O que fazer:
[1] Diga se cada afirmação concorda com o texto sobre contratos públicos, respondendo sim ou não e citando as palavras do texto que decidem: (a) o júri aprecia as propostas à porta fechada; (b) o proponente dispõe de cinco dias úteis para enviar esclarecimentos por escrito; (c) o contrato visado pelo concurso da NDS tinha um valor previsto inferior a 600 milhões de euros.
[2] Prossiga o texto sobre contratos públicos a partir do ponto em que termina.

2.      A entidade adjudicante verificará os referidos elementos, consultando o proponente e tendo em conta as justificações fornecidas.

[...]»

 Direito nacional

6        Nos termos do artigo 42.°, que tem por epígrafe «Processos de apreciação das propostas», da Lei n.° 25/2006, que regula os contratos públicos, na versão aplicável ao processo principal, de acordo com o órgão jurisdicional de reenvio:

«1)      A apreciação das propostas pelo júri é efectuada à porta fechada. O júri aprecia as propostas quanto ao cumprimento dos requisitos estabelecidos pela pessoa coletiva pública ou entidade adjudicante em relação ao objeto do contrato e exclui as propostas que não cumpram os requisitos previstos no aviso de abertura do concurso público ou no aviso utilizado para o convite à apresentação de propostas ou no caderno de encargos. [...]

Para a apreciação de propostas com variantes, o júri atua em conformidade com o disposto no artigo 37.°, n.° 3.

2)      O júri pode pedir, por escrito, aos proponentes, esclarecimentos sobre a proposta. No entanto, não pode convidar um proponente a modificar a proposta de modo a torná‑la favorita, nem aceitar essa modificação da proposta.

3)      Se a proposta tiver um preço anormalmente baixo, o júri solicita ao proponente esclarecimentos a esse respeito. O pedido deve referir pormenorizadamente os parâmetros característicos fundamentais da proposta que o júri considera particularmente relevantes, em especial, os relativos:

a)      À economia dos métodos de construção, dos métodos de produção ou dos serviços prestados;

b)      Às soluções técnicas ou às condições excecionalmente favoráveis de que o proponente disponha para o fornecimento dos produtos, para a execução das obras ou para a prestação dos serviços;

c)      Às características específicas dos produtos, da execução das obras ou dos serviços propostos pelo proponente;

d)      Ao cumprimento da legislação relativa à proteção do emprego e das condições de trabalho em vigor no local onde devam ser fornecidos os produtos, executadas as obras ou prestados os serviços;

e)      Ao eventual recebimento de um auxílio estatal pelo proponente.

4)      O júri tem em conta os esclarecimentos sobre a proposta ou sobre o preço anormalmente baixo, bem como os documentos apresentados pelo proponente. O júri exclui a proposta quando:

a)      O proponente não apresente esclarecimentos por escrito, no prazo de três dias úteis contados a partir da receção do pedido de esclarecimentos ou no prazo mais longo estabelecido pelo júri;

b)      Os esclarecimentos apresentados não respondam ao pedido efetuado nos termos dos n.os 2 ou 3.

[...]

7)      O júri aprecia as propostas que não foram excluídas, com base nos critérios fixados no aviso de abertura do concurso público, no aviso utilizado para o convite à apresentação de propostas ou no caderno de encargos, e com base nas suas regras de aplicação dos referidos critérios, estabelecidas no caderno de encargos, que não sejam discriminatórias e favoreçam a concorrência equitativa.

[...]»

 Litígios no processo principal e questões prejudiciais

7        A NDS lançou um concurso limitado para apresentação de propostas, por anúncio publicado no Jornal Oficial da União Europeia de 27 de setembro de 2007, com a finalidade de celebrar um contrato público, de um valor previsto superior a 600 milhões de euros, para o fornecimento de serviços de cobrança de portagens nas autoestradas e noutras vias.

Dados fornecidos:

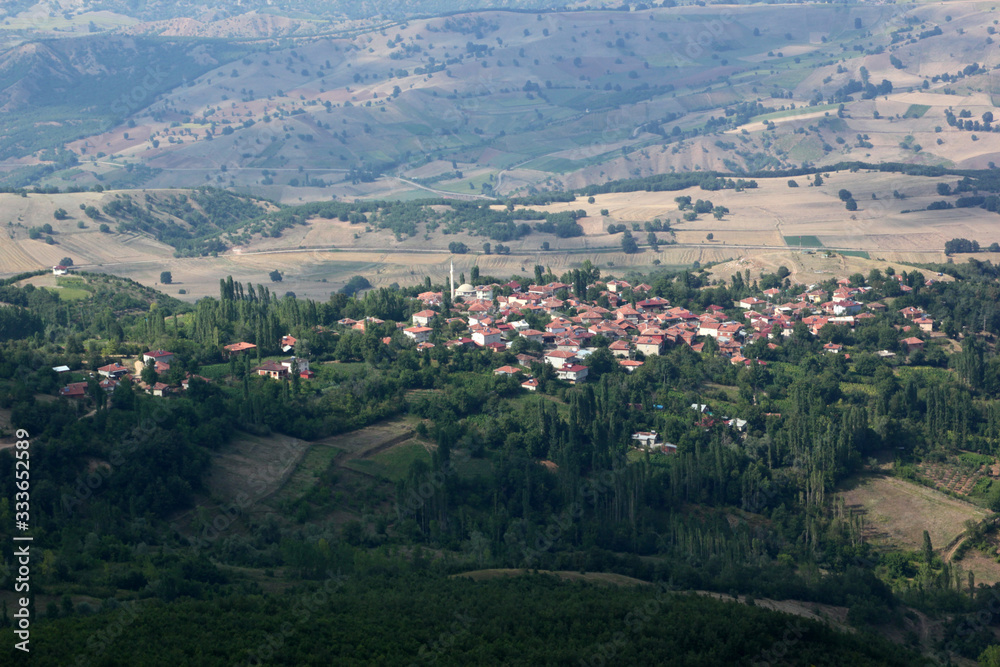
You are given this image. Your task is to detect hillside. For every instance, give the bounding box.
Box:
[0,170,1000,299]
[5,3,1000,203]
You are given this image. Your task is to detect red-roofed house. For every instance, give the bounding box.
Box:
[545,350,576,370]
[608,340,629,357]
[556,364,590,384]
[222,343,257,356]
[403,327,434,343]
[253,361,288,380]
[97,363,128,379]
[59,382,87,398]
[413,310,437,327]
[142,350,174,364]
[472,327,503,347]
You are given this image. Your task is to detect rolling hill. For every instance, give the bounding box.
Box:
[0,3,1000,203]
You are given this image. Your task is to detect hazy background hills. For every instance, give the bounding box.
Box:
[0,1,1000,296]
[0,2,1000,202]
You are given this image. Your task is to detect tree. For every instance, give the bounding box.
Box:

Respostas às tarefas:
[1]
(a) Sim: «A apreciação das propostas pelo júri é efectuada à porta fechada.»
(b) Não: «no prazo de três dias úteis contados a partir da receção do pedido de esclarecimentos»
(c) Não: «de um valor previsto superior a 600 milhões de euros»

[2]
8        No decurso deste processo, a NDS solicitou a dois agrupamentos de empresas, proponentes entre vários, esclarecimentos sobre as respectivas propostas. As destinatárias eram, por um lado, a SAG ELV Slovensko a.s., a FELA Management AG, a ASCOM (Schweiz) AG, a Asseco Central Europe a.s. e a TESLA Stropkov a.s. (a seguir «SAG ELV e o.»), e, por outro, a Autostrade per l’Italia SpA, a EFKON AG e a Stalexport Autostrady SA (a seguir «Slovakpass»). Para além das questões específicas de cada uma das propostas, relativas aos seus aspetos técnicos, a estes dois agrupamentos foram pedidas explicações sobre os preços anormalmente baixos que propunham. Foi dada resposta a estes pedidos.

9        Subsequentemente, a SAG ELV e o. e a Slovakpass foram excluídas do concurso por decisões de 29 de abril de 2008.

10      Estas decisões foram objeto de reclamação para a NDS, que as confirmou. Seguidamente, foram interpostos recursos para o Úrad, organismo administrativo competente de recurso, que, em 2 de julho de 2008, lhes negou provimento.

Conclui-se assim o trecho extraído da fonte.